DIRECTIONS FOR THIS TASK: Output the data as it stands. Each line must match exactly.

INPUT:
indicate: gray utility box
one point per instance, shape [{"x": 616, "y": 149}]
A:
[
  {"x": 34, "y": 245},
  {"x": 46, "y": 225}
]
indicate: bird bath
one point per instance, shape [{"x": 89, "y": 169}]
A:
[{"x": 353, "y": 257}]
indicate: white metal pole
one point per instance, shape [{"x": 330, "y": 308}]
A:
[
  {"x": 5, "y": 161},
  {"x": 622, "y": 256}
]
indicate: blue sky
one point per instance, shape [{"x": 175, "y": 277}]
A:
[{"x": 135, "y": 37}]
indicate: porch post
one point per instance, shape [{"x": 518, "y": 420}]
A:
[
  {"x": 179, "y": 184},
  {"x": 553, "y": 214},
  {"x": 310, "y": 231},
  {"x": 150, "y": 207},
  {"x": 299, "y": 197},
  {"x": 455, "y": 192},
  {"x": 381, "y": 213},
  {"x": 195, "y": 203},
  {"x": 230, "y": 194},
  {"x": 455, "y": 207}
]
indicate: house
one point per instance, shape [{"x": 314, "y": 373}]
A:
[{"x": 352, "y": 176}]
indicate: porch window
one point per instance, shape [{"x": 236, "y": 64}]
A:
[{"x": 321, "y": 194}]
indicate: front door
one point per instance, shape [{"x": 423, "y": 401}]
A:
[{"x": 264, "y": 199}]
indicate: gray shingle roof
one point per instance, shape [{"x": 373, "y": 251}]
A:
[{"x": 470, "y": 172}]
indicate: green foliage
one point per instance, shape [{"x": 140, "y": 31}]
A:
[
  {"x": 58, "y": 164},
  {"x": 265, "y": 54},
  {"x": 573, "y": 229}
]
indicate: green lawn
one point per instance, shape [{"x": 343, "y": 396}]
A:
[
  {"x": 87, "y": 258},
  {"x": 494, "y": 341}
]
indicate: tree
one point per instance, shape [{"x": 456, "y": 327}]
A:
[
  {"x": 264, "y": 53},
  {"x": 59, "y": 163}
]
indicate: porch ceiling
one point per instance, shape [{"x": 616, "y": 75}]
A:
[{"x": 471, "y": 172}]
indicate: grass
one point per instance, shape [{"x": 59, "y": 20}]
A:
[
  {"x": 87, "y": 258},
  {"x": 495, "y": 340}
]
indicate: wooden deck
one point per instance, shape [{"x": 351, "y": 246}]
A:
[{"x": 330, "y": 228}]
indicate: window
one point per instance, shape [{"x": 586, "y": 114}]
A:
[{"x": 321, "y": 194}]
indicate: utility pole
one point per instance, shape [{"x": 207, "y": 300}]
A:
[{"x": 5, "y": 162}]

TASK ANSWER:
indicate: gray utility box
one point per instance, shape [{"x": 616, "y": 149}]
A:
[
  {"x": 34, "y": 245},
  {"x": 46, "y": 225}
]
indicate: bird bath
one point per instance, shape [{"x": 89, "y": 169}]
A:
[{"x": 353, "y": 257}]
indicate: white metal pole
one point per instance, shape [{"x": 330, "y": 308}]
A:
[
  {"x": 5, "y": 161},
  {"x": 622, "y": 256}
]
indicate: blue sky
one point per instance, shape [{"x": 175, "y": 277}]
A:
[{"x": 135, "y": 37}]
indicate: porch post
one point per instance, shape [{"x": 518, "y": 420}]
A:
[
  {"x": 179, "y": 184},
  {"x": 553, "y": 214},
  {"x": 310, "y": 231},
  {"x": 150, "y": 207},
  {"x": 299, "y": 197},
  {"x": 455, "y": 192},
  {"x": 381, "y": 213},
  {"x": 195, "y": 203},
  {"x": 230, "y": 194},
  {"x": 455, "y": 207}
]
indicate: house
one point per instance, shape [{"x": 314, "y": 373}]
A:
[{"x": 352, "y": 176}]
indicate: porch window
one point per instance, shape [{"x": 236, "y": 64}]
A:
[{"x": 321, "y": 194}]
indicate: front door
one point per instance, shape [{"x": 423, "y": 401}]
A:
[{"x": 264, "y": 199}]
indicate: gray shingle roof
one point per instance, shape [{"x": 373, "y": 251}]
A:
[{"x": 470, "y": 172}]
indicate: green foliage
one point per instance, shape [{"x": 140, "y": 31}]
A:
[
  {"x": 58, "y": 164},
  {"x": 265, "y": 54},
  {"x": 573, "y": 229}
]
indicate: green lawn
one point per instance, shape [{"x": 343, "y": 396}]
A:
[
  {"x": 87, "y": 258},
  {"x": 494, "y": 341}
]
indicate: tree
one point per instance, shape [{"x": 456, "y": 327}]
A:
[
  {"x": 264, "y": 53},
  {"x": 59, "y": 163}
]
indicate: porch ceiling
one point per instance, shape [{"x": 616, "y": 75}]
A:
[{"x": 471, "y": 172}]
indicate: grass
one point per instance, shape [{"x": 59, "y": 20}]
A:
[
  {"x": 87, "y": 258},
  {"x": 495, "y": 340}
]
indicate: wooden deck
one point per instance, shape [{"x": 351, "y": 246}]
A:
[{"x": 330, "y": 228}]
indicate: window
one point per instance, shape [{"x": 586, "y": 114}]
A:
[{"x": 321, "y": 194}]
indicate: utility pole
one point per instance, shape [{"x": 207, "y": 300}]
A:
[{"x": 5, "y": 162}]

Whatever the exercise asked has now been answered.